* Exercise goal:
Reproduce the records verbatim, from the line containing "of the white" up to and including the line containing "160L85 159L93 157L93", and omit the pictures.

[Start Provided records]

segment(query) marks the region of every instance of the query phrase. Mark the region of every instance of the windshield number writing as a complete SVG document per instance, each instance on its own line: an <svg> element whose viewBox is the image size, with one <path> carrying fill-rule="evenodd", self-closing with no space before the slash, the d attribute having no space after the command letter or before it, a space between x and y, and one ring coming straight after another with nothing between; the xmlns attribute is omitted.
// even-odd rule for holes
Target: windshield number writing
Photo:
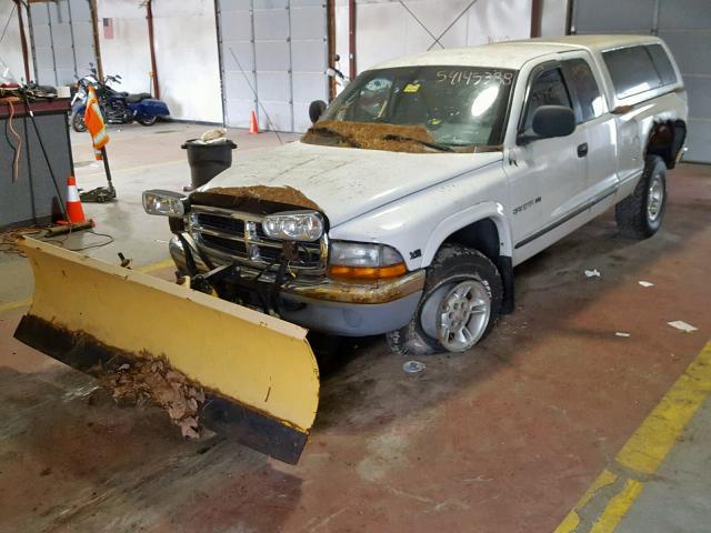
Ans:
<svg viewBox="0 0 711 533"><path fill-rule="evenodd" d="M437 72L437 82L445 83L450 86L458 86L460 83L467 83L468 86L478 86L480 83L500 83L502 86L510 86L513 81L512 72L494 71L477 71L477 70L440 70Z"/></svg>

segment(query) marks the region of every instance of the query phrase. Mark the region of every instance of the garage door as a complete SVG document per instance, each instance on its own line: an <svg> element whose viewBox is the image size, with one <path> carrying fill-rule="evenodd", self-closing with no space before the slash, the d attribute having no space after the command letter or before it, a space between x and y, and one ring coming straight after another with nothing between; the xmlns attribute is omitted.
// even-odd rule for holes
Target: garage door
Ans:
<svg viewBox="0 0 711 533"><path fill-rule="evenodd" d="M687 161L711 163L711 2L574 0L574 33L653 33L667 41L689 94Z"/></svg>
<svg viewBox="0 0 711 533"><path fill-rule="evenodd" d="M322 0L218 0L222 99L228 125L306 131L309 103L328 100Z"/></svg>
<svg viewBox="0 0 711 533"><path fill-rule="evenodd" d="M69 86L97 62L89 0L30 3L30 39L40 84Z"/></svg>

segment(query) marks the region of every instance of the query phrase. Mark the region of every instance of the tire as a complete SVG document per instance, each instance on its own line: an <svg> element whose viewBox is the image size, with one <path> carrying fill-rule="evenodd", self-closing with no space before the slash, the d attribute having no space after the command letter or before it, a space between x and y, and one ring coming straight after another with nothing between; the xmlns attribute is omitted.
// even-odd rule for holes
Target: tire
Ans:
<svg viewBox="0 0 711 533"><path fill-rule="evenodd" d="M459 244L444 244L428 269L424 291L412 320L404 328L387 333L388 345L401 355L464 352L491 331L501 311L502 298L501 275L489 258ZM462 315L463 308L469 313L464 311ZM451 312L447 313L448 310ZM455 313L460 314L452 319ZM459 342L461 335L447 334L444 322L449 320L459 325L467 323L461 332L467 330L469 338ZM452 331L457 329L454 325Z"/></svg>
<svg viewBox="0 0 711 533"><path fill-rule="evenodd" d="M141 125L153 125L156 122L158 122L158 117L151 117L150 119L137 119L138 123Z"/></svg>
<svg viewBox="0 0 711 533"><path fill-rule="evenodd" d="M77 111L72 111L70 123L71 123L72 130L74 130L77 133L83 133L84 131L87 131L87 124L84 124L83 113L78 113Z"/></svg>
<svg viewBox="0 0 711 533"><path fill-rule="evenodd" d="M620 233L632 239L649 239L661 228L665 208L667 164L659 155L650 155L634 192L614 208Z"/></svg>

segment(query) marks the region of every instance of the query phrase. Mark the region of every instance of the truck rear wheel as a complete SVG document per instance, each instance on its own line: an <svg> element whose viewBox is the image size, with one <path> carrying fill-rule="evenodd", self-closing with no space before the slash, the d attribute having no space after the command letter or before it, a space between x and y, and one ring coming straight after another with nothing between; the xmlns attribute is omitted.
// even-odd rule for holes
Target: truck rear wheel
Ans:
<svg viewBox="0 0 711 533"><path fill-rule="evenodd" d="M665 208L667 164L659 155L650 155L634 192L614 208L620 233L632 239L652 237L662 225Z"/></svg>
<svg viewBox="0 0 711 533"><path fill-rule="evenodd" d="M501 276L489 258L445 244L428 269L412 320L387 334L388 345L402 355L464 352L491 331L502 296Z"/></svg>

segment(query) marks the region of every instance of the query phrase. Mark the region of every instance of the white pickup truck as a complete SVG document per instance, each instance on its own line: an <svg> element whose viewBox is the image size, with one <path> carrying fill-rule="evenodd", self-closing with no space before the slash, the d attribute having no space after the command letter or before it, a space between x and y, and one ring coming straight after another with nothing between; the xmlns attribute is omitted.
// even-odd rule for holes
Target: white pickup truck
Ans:
<svg viewBox="0 0 711 533"><path fill-rule="evenodd" d="M611 207L654 234L688 109L663 41L587 36L389 61L310 112L300 141L146 210L193 288L427 354L472 348L513 268Z"/></svg>

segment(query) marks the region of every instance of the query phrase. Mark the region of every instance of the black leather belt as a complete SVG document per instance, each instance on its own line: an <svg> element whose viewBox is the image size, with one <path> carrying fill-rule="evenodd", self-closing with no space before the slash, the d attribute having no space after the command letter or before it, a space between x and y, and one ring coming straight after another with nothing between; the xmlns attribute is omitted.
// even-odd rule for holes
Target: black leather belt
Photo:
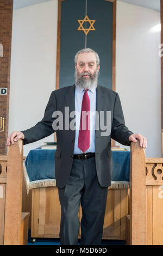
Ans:
<svg viewBox="0 0 163 256"><path fill-rule="evenodd" d="M84 160L85 159L93 157L93 156L95 156L95 153L92 153L90 152L85 154L79 154L79 155L73 155L73 159Z"/></svg>

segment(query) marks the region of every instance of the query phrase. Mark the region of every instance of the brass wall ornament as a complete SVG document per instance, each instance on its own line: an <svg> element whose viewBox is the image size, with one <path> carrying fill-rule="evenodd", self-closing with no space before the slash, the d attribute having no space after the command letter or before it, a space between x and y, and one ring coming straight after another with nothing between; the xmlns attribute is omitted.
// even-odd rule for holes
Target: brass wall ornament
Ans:
<svg viewBox="0 0 163 256"><path fill-rule="evenodd" d="M83 31L85 33L85 35L87 35L90 31L95 31L95 28L93 27L93 24L96 21L96 20L90 20L87 15L86 15L84 20L78 20L79 23L80 24L79 27L78 28L79 31ZM89 28L84 28L83 27L84 22L89 22L90 27Z"/></svg>
<svg viewBox="0 0 163 256"><path fill-rule="evenodd" d="M0 132L4 131L4 118L0 117Z"/></svg>

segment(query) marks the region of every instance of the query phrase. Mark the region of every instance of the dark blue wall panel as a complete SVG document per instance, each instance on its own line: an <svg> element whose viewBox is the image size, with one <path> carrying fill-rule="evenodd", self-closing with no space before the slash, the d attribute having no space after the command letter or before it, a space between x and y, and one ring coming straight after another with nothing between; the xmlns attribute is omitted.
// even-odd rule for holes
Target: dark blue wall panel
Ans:
<svg viewBox="0 0 163 256"><path fill-rule="evenodd" d="M85 46L85 35L78 31L78 20L85 16L85 0L66 0L61 3L59 88L74 84L76 53ZM100 58L98 84L112 89L112 3L105 0L87 0L87 15L96 20L95 31L87 35L87 48ZM90 26L87 22L87 28ZM85 24L83 25L85 27Z"/></svg>

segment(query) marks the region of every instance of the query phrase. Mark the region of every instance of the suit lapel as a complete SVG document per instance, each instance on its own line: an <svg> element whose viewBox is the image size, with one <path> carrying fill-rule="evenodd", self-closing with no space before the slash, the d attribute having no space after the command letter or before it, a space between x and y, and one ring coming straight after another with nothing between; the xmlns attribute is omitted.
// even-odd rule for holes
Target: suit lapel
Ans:
<svg viewBox="0 0 163 256"><path fill-rule="evenodd" d="M103 88L97 86L96 88L96 116L95 121L95 137L100 134L100 111L104 110L105 95ZM97 116L98 115L98 116Z"/></svg>
<svg viewBox="0 0 163 256"><path fill-rule="evenodd" d="M67 90L67 93L65 95L66 105L69 107L69 113L72 111L74 111L75 107L75 85L70 87L69 90ZM72 119L73 118L70 118Z"/></svg>

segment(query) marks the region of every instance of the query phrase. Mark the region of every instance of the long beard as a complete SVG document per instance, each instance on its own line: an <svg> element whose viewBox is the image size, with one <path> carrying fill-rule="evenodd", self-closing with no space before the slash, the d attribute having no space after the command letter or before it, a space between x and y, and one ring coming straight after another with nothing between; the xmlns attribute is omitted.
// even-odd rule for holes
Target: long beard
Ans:
<svg viewBox="0 0 163 256"><path fill-rule="evenodd" d="M89 77L84 77L83 76L84 75L89 75L90 76ZM93 75L89 72L84 72L79 74L76 69L74 72L76 86L78 88L88 89L94 87L96 88L97 86L98 75L99 71L97 69Z"/></svg>

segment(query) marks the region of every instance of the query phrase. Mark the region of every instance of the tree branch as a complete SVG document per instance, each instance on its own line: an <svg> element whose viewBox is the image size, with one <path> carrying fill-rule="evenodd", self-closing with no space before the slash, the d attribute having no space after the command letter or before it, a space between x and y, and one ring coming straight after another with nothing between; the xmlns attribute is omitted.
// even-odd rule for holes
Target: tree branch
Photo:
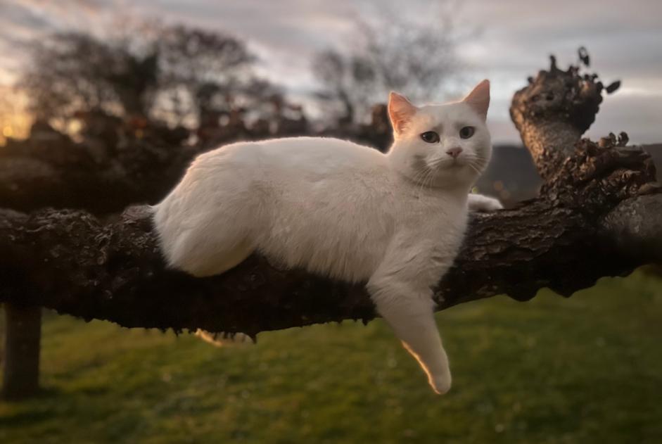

[End Provided records]

* The solution:
segment(query) marks the region of every instance of the query phrase. Mark the region of every instance of the white pickup truck as a complete SVG document per instance, each instance on its own line: an <svg> element whose viewBox is the image size, with one <path> carrying fill-rule="evenodd", self-closing with no space before the slash, the d attribute having no space after the command letter or before it, a space between x and y, and one ring coming straight after another with nothing between; the xmlns attribute is omitted.
// even-odd rule for holes
Target: white pickup truck
Ans:
<svg viewBox="0 0 711 533"><path fill-rule="evenodd" d="M611 207L654 234L688 109L663 41L587 36L389 61L310 112L300 141L146 210L193 288L427 354L472 348L513 268Z"/></svg>

segment(query) marks the region of every instance of the query phrase. Mark the region of every instance of the black leather belt as a complete SVG document per instance, each instance on its own line: an <svg> element whose viewBox is the image size, with one <path> carrying fill-rule="evenodd", self-closing with no space before the slash, the d attribute having no space after the command letter or before it, a space between x and y, and one ring coming straight after another with nothing between; the xmlns attribute is omitted.
// even-odd rule for holes
Target: black leather belt
Photo:
Ans:
<svg viewBox="0 0 163 256"><path fill-rule="evenodd" d="M84 160L85 159L93 157L93 156L95 156L95 153L92 153L90 152L85 154L79 154L79 155L73 155L73 159Z"/></svg>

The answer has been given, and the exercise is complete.